Dataset items:

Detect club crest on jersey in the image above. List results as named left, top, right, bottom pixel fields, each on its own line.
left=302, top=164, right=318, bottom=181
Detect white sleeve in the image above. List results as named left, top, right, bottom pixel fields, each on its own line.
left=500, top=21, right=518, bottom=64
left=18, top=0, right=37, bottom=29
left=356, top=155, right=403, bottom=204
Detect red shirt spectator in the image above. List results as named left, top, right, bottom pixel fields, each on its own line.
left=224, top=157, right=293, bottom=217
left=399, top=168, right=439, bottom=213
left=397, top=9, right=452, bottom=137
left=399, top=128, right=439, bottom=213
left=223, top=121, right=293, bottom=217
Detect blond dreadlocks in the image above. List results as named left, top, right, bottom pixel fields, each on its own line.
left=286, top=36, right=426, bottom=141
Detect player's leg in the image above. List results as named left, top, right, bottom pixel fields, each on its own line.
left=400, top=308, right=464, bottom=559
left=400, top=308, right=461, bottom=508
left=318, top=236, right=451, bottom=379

#### [INSTRUCTIONS TO FOLLOW]
Copy the material from its first line through the line that contains "left=302, top=164, right=318, bottom=181", including request lines, but multiply each pixel coordinate in the answers by 2.6 and round to the nearest whole number, with halves rounding up.

#### [SOLUTION FOR THIS EXERCISE]
Detect club crest on jersey in the image above. List results as named left, top, right, bottom pixel fields, each on its own line.
left=785, top=426, right=827, bottom=471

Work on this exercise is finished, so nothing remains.